▶ Written instruction:
In the records below, copy out word for word every line from the one containing "of the long" through the end of the records, with both ends included.

Image point annotation entries:
>> begin
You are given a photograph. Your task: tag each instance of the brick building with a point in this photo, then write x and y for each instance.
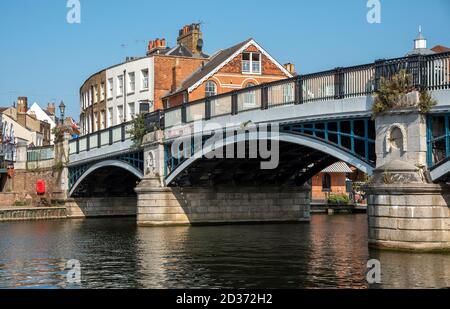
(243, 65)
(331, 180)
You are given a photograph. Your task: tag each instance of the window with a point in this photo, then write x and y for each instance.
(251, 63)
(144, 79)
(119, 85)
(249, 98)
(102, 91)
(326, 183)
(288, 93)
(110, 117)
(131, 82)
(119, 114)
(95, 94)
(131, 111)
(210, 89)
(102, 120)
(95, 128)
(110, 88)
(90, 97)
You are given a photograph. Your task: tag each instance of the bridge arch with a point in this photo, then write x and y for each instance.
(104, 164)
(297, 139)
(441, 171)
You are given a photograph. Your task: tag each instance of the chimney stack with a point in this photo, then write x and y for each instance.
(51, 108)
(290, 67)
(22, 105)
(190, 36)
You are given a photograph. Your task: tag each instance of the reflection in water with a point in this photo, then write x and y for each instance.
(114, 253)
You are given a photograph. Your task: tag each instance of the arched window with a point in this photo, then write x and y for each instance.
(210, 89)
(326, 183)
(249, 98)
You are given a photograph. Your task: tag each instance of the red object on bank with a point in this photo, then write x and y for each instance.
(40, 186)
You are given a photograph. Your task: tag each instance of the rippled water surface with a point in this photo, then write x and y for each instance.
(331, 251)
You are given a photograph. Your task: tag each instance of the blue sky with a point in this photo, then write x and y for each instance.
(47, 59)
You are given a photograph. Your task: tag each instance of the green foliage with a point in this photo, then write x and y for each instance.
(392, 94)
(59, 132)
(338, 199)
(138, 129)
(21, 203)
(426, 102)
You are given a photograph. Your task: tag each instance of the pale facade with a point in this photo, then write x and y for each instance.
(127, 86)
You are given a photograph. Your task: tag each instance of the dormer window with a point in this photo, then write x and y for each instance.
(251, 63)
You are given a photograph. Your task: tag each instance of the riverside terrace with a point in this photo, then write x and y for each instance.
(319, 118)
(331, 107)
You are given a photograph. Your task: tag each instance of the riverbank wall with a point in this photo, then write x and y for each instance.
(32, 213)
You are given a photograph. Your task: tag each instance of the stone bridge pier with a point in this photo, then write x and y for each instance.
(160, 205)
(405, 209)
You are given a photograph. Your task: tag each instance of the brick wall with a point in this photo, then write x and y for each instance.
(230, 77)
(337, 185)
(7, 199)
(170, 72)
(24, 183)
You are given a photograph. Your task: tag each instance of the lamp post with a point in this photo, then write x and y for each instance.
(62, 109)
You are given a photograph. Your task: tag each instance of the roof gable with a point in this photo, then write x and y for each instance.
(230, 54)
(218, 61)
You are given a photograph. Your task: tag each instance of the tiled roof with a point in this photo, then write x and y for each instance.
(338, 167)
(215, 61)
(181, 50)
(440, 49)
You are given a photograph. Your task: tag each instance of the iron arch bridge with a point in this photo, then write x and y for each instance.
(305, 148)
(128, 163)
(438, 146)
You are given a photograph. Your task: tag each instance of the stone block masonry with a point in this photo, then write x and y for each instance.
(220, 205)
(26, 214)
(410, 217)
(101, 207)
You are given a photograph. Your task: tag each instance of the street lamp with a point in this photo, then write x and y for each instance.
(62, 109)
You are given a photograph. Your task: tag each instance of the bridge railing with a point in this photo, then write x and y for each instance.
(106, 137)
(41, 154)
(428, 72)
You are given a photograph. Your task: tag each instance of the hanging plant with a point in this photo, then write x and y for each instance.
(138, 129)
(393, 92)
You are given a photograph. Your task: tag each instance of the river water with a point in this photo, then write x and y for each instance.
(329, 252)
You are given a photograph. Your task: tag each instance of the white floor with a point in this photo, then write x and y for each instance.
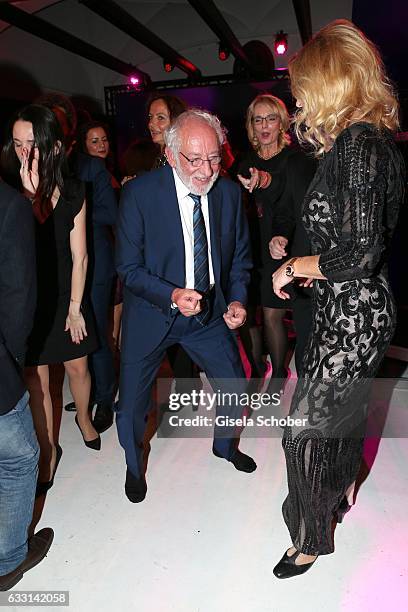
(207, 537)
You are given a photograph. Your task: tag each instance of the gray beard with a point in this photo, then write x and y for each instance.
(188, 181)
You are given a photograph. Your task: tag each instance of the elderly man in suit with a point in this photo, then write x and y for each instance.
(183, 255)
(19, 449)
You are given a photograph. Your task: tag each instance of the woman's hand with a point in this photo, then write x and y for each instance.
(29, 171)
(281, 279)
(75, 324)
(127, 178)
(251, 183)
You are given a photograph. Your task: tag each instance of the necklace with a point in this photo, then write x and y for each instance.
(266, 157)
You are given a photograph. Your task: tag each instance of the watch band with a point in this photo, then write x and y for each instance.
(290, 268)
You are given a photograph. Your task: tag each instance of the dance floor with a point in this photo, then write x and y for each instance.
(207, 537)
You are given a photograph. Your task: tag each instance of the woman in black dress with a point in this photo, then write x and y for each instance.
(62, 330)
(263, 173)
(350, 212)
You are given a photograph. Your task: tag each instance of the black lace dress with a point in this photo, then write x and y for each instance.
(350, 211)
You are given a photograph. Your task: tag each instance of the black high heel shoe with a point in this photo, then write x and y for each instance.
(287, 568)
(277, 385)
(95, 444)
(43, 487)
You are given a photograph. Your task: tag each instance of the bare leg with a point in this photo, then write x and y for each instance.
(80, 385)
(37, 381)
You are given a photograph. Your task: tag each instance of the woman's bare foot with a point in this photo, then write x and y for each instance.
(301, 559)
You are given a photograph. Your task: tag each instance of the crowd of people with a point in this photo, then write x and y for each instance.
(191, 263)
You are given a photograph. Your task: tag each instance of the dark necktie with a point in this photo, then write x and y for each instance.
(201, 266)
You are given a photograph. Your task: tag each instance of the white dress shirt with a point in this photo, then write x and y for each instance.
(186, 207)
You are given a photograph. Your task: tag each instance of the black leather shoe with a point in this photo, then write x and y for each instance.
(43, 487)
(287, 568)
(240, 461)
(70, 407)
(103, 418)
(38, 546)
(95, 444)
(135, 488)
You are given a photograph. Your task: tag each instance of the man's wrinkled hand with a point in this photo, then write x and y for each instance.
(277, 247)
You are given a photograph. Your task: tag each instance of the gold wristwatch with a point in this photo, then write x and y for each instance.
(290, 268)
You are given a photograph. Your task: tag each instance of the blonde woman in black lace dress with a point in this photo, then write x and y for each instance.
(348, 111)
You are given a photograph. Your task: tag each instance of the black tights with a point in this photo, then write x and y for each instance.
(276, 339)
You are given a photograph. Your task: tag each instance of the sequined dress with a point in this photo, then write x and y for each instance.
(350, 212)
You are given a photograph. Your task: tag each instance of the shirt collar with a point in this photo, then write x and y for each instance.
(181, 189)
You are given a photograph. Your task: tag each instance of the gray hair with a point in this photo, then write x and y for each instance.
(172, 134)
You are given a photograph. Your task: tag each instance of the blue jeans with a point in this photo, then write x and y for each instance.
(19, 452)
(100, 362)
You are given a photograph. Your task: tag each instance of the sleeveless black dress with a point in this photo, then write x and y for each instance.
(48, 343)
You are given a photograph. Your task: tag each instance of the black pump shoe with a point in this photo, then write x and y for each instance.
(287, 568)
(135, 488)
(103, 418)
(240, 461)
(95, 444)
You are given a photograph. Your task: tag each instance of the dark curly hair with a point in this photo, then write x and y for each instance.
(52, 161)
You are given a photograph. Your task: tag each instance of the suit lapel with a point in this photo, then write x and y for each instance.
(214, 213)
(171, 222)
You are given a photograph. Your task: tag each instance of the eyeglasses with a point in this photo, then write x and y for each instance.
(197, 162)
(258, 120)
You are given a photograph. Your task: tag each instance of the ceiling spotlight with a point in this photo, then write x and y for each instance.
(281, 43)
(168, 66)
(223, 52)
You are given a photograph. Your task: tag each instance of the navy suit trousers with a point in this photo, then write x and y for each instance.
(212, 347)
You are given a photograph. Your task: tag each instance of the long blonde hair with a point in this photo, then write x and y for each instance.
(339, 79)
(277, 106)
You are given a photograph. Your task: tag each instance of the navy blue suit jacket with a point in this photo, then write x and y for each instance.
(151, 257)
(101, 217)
>> end
▶ Response for this exercise:
You are given a photograph. Your task: tag each instance of the long blonde hair with a point in this photo, then write x and y for each instance.
(339, 79)
(277, 106)
You are given a photograph. Your task: tag each instance of the navy blue suit jacket with a point in this photo, then write x and y for each instance.
(151, 257)
(101, 217)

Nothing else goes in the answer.